> WHAT THE TASK REQUIRES
The required output is the exact run of lines below that opens at the line with "column 201, row 291" and closes at the line with "Query: running woman".

> INPUT DATA
════════════════
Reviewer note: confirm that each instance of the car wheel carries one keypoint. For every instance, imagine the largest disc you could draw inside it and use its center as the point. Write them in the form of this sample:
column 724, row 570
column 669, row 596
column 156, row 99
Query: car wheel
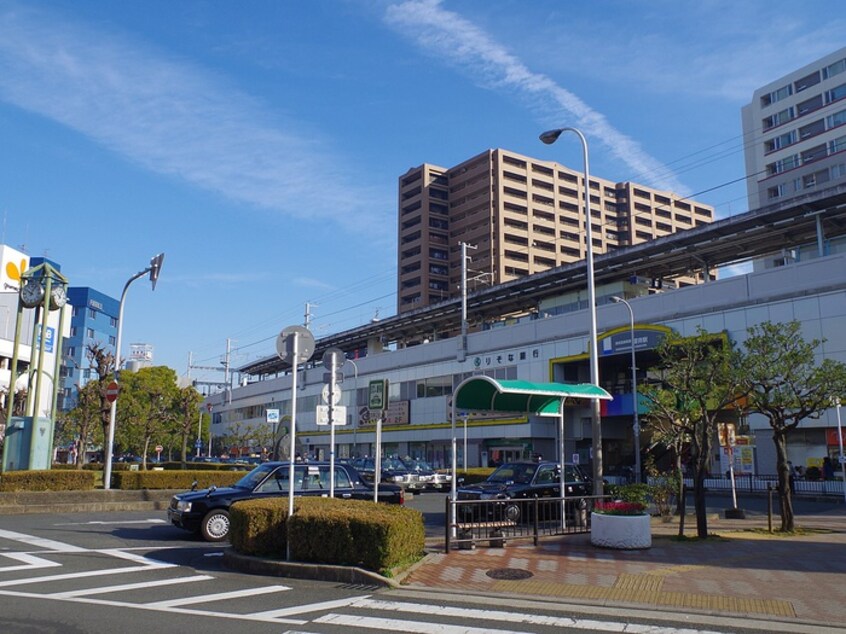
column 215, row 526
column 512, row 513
════════════════
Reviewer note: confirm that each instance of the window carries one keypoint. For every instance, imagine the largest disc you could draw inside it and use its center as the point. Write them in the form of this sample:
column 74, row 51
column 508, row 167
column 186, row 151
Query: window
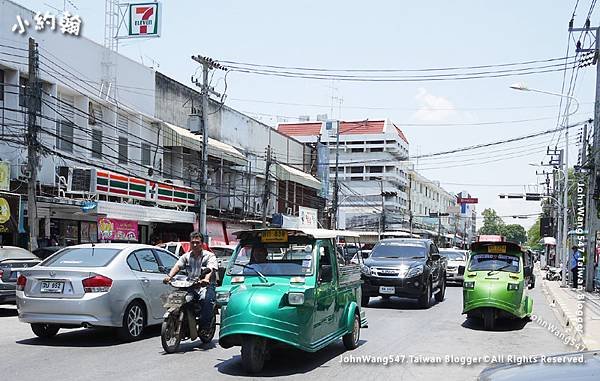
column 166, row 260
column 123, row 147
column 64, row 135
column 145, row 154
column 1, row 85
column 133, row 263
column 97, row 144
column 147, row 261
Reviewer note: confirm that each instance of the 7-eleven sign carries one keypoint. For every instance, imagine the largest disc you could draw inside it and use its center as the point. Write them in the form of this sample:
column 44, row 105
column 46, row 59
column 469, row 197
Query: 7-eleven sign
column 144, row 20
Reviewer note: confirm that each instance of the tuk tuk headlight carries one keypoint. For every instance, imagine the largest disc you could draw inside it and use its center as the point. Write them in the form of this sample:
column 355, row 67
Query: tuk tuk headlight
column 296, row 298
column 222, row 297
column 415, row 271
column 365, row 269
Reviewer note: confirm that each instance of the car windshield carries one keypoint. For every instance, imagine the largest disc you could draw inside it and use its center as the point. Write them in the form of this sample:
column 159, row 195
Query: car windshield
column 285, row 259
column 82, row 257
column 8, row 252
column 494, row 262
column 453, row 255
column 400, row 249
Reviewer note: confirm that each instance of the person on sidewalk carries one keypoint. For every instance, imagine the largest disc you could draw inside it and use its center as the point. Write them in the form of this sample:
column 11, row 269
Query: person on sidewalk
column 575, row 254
════════════════
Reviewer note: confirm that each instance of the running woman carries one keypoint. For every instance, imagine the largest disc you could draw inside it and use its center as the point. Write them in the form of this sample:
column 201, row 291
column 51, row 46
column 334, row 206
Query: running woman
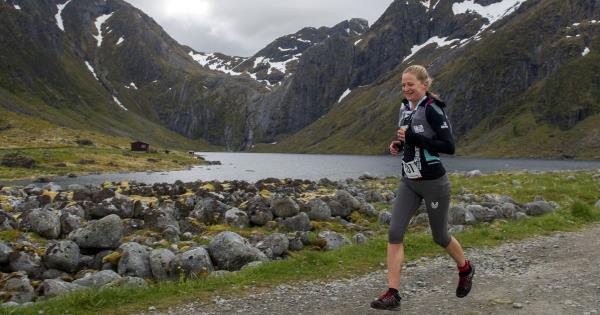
════════════════
> REPLY
column 201, row 291
column 51, row 46
column 334, row 206
Query: running woman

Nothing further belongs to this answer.